EXERCISE:
Copy all of the records below word for word, line for line.

PROVIDED ENTRIES:
** Start **
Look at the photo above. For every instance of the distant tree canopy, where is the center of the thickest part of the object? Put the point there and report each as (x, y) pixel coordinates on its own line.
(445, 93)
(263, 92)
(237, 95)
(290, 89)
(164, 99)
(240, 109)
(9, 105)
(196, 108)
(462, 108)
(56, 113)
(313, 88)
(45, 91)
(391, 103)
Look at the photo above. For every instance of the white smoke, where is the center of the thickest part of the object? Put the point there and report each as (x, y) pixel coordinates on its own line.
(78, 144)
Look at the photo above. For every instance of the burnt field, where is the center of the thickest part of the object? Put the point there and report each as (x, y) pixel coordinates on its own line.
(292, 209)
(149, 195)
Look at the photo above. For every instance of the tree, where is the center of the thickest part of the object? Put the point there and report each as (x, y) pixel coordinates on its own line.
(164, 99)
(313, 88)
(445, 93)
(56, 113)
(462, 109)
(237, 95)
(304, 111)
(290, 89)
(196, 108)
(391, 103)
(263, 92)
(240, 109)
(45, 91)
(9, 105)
** End **
THE COMPLETED TASK:
Look at the photo above. For every instance of the distant tree canopy, where is the center of the thickest part of the object? Put the point there and report each as (x, y) pixel coordinates on its own line.
(445, 93)
(263, 92)
(237, 95)
(290, 89)
(164, 99)
(240, 109)
(9, 105)
(196, 108)
(462, 108)
(56, 113)
(313, 88)
(45, 91)
(391, 103)
Look at the photo above. For every instance of the white smoke, where is the center of the thickest part of the object? Put the point there and report each as (x, y) pixel coordinates on its own line.
(78, 144)
Look at the photo above. For every instance of the burnt field, where is the center of the thickest part of the object? Put the point there and report each as (x, y) pixel coordinates on its own line.
(292, 209)
(149, 195)
Look at the photo above. For every instance of the tree, where is the center of the thickest part of the object? Put the point there and report each as (x, y) pixel coordinates on its own line.
(164, 99)
(313, 88)
(445, 93)
(56, 113)
(462, 109)
(237, 95)
(304, 111)
(290, 89)
(196, 108)
(391, 103)
(263, 92)
(240, 109)
(45, 91)
(9, 105)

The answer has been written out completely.